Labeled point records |

· · · ·

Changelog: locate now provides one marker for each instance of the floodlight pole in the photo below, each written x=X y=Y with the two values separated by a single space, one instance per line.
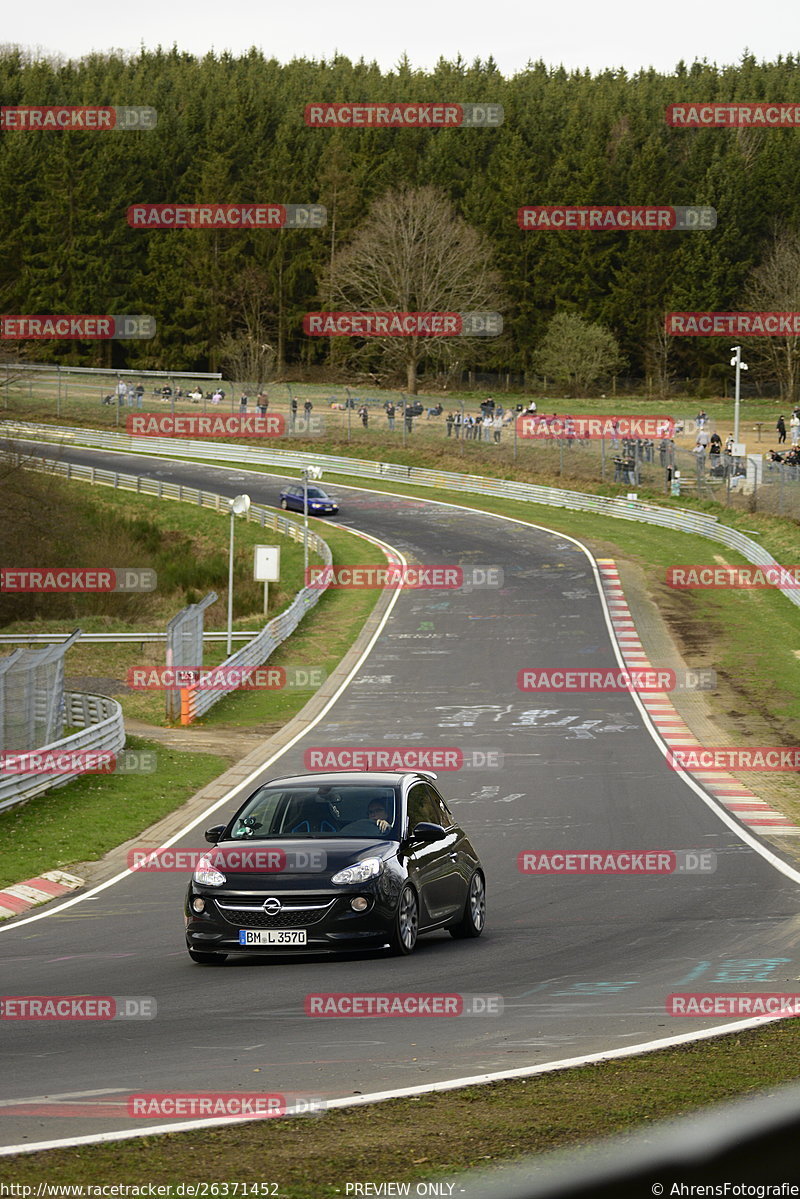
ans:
x=305 y=525
x=735 y=361
x=239 y=505
x=314 y=473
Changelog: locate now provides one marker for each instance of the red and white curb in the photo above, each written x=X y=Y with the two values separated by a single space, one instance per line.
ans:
x=35 y=891
x=738 y=799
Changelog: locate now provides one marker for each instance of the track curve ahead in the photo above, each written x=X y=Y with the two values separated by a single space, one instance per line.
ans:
x=584 y=964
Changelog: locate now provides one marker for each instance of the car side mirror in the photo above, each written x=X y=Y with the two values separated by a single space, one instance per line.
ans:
x=427 y=832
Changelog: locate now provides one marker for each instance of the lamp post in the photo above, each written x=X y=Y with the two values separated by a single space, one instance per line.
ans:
x=735 y=361
x=239 y=506
x=307 y=473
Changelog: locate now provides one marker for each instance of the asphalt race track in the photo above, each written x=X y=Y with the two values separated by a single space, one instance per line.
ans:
x=583 y=963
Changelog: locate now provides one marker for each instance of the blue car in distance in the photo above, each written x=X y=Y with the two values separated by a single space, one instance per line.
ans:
x=319 y=501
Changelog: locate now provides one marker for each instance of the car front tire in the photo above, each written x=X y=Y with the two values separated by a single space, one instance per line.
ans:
x=206 y=959
x=474 y=919
x=407 y=922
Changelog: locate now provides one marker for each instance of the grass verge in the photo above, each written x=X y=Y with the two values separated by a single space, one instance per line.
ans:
x=435 y=1137
x=98 y=812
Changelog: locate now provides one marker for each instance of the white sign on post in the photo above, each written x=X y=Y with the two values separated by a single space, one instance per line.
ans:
x=266 y=567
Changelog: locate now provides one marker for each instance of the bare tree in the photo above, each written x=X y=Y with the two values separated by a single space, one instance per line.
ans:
x=577 y=353
x=656 y=356
x=247 y=354
x=775 y=287
x=413 y=253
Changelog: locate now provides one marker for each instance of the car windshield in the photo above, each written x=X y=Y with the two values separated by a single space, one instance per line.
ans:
x=292 y=812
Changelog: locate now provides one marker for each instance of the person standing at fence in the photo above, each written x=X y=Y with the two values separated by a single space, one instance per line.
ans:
x=794 y=427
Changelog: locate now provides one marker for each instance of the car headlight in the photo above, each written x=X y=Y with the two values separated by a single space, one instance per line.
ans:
x=206 y=873
x=359 y=873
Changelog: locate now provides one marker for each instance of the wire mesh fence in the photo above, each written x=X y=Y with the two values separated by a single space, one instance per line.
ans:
x=31 y=697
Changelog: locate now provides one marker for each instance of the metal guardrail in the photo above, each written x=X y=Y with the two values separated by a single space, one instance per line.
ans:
x=112 y=638
x=196 y=702
x=681 y=519
x=101 y=729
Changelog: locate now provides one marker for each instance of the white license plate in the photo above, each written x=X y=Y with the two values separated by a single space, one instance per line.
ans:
x=271 y=935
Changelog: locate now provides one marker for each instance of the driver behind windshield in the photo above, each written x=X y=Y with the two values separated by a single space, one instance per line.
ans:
x=378 y=814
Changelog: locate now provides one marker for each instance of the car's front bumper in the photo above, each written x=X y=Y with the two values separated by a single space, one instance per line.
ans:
x=329 y=920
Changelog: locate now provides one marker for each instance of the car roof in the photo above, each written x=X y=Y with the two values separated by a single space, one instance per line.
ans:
x=350 y=778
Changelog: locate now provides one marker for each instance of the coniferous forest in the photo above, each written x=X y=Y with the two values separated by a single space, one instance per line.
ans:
x=232 y=130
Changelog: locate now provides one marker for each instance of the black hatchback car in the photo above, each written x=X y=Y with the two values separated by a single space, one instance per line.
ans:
x=319 y=501
x=335 y=861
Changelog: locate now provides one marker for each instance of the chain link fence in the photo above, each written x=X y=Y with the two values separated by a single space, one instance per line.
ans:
x=31 y=697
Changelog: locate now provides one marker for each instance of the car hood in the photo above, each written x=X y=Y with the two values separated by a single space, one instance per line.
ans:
x=299 y=861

· · · ·

Aim of the task | Retype the lines of the data above exactly, from the line that contains "the car hood" through the end of the data, with both ends included.

Solution |
Changelog: locate now provides one marker for each instance of the car hood in the photo above, each written x=X y=Y with the two values separated by a single space, one instance per line.
ans:
x=299 y=861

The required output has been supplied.